**STATED PROBLEM**: Put every line below into a Markdown table, skipping the blank ones, with a column named "Row" for the row number and a column named "Line text" for the line itself.

* BEGIN *

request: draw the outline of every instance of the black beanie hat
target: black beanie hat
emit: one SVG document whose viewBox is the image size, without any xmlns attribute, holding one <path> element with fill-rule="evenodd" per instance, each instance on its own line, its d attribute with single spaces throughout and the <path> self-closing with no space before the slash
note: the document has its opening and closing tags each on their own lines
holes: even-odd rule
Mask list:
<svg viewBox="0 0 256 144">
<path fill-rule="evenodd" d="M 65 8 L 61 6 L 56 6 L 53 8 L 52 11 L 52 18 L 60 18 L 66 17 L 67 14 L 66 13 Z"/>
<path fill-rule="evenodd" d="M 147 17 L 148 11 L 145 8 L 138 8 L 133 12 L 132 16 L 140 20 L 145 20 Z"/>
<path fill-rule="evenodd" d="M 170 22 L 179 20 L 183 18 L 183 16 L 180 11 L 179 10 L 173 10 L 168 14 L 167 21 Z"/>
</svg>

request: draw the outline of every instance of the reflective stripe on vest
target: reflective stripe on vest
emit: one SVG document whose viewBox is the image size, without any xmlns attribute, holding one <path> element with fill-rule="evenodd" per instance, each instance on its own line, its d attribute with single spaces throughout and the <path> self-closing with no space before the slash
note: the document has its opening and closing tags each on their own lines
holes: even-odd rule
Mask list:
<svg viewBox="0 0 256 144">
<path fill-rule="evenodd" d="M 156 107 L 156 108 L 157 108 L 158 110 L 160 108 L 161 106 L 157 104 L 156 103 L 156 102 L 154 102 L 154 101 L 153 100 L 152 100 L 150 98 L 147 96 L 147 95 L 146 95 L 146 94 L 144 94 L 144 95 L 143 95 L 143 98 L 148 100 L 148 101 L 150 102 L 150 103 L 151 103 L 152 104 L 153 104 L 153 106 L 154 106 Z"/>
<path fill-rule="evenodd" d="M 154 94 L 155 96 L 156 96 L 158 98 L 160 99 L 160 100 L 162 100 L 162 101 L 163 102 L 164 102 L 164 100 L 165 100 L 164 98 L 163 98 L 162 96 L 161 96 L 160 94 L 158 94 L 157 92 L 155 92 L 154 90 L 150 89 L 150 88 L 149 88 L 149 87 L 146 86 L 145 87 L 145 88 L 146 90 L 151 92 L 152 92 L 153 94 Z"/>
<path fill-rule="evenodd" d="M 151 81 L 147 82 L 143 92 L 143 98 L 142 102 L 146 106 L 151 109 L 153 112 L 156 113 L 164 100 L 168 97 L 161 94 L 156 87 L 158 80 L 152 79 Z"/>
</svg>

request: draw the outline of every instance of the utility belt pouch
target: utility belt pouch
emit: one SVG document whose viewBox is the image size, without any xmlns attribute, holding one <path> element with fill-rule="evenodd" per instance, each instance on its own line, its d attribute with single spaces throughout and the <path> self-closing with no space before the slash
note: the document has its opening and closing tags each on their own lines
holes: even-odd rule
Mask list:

* END *

**ANSWER FOR THIS EXERCISE**:
| Row | Line text |
|---|---|
| 1 | request: draw the outline of every instance of the black beanie hat |
| 2 | target: black beanie hat |
| 3 | emit: one SVG document whose viewBox is the image size, without any xmlns attribute, holding one <path> element with fill-rule="evenodd" per instance, each instance on its own line, its d attribute with single spaces throughout and the <path> self-closing with no space before the slash |
| 4 | note: the document has its opening and closing tags each on their own lines |
| 5 | holes: even-odd rule |
| 6 | Mask list: |
| 7 | <svg viewBox="0 0 256 144"> |
| 8 | <path fill-rule="evenodd" d="M 65 8 L 61 6 L 56 6 L 53 8 L 52 11 L 52 18 L 60 18 L 66 17 L 67 14 L 66 13 Z"/> |
| 9 | <path fill-rule="evenodd" d="M 147 17 L 148 11 L 145 8 L 138 8 L 133 12 L 132 16 L 140 20 L 145 20 Z"/> |
| 10 | <path fill-rule="evenodd" d="M 170 22 L 179 20 L 183 18 L 183 16 L 180 11 L 179 10 L 173 10 L 168 14 L 167 21 Z"/> |
| 11 | </svg> |
| 12 | request: draw the outline of every instance of the reflective stripe on vest |
| 13 | target: reflective stripe on vest |
| 14 | emit: one SVG document whose viewBox is the image size, without any xmlns attribute, holding one <path> element with fill-rule="evenodd" per instance, each instance on its own line, its d attribute with single spaces throughout and the <path> self-closing with no space before the slash |
| 15 | note: the document has its opening and closing tags each on their own lines |
| 16 | holes: even-odd rule |
| 17 | Mask list: |
| 18 | <svg viewBox="0 0 256 144"> |
| 19 | <path fill-rule="evenodd" d="M 156 107 L 156 108 L 157 108 L 158 110 L 160 108 L 161 106 L 157 104 L 156 103 L 156 102 L 154 102 L 154 101 L 153 100 L 152 100 L 150 98 L 147 96 L 147 95 L 146 95 L 146 94 L 144 94 L 144 95 L 143 95 L 143 98 L 148 100 L 148 101 L 150 102 L 150 103 L 151 103 L 152 104 L 153 104 L 153 106 L 154 106 Z"/> |
| 20 | <path fill-rule="evenodd" d="M 154 94 L 155 96 L 156 96 L 158 98 L 160 99 L 160 100 L 162 100 L 162 101 L 163 102 L 164 102 L 164 100 L 165 100 L 164 98 L 163 98 L 162 96 L 161 96 L 160 94 L 158 94 L 157 92 L 155 92 L 154 90 L 150 89 L 150 88 L 149 88 L 149 87 L 146 86 L 145 87 L 145 88 L 146 90 L 151 92 L 152 92 L 153 94 Z"/> |
| 21 | <path fill-rule="evenodd" d="M 151 81 L 147 82 L 143 92 L 143 98 L 142 102 L 146 106 L 151 109 L 153 112 L 156 113 L 164 100 L 168 97 L 161 94 L 156 87 L 158 80 L 152 79 Z"/> |
| 22 | </svg> |
| 23 | request: draw the outline of every instance of the utility belt pouch |
| 24 | target: utility belt pouch |
| 25 | emit: one SVG document whose viewBox is the image size, without any xmlns attribute, holding one <path> element with fill-rule="evenodd" per instance, each instance on its own line, its d attribute with single spaces throughout and the <path> self-closing with no space before the slash |
| 26 | note: the document has its opening and closing tags each on their own lines |
| 27 | holes: even-odd rule |
| 28 | Mask list: |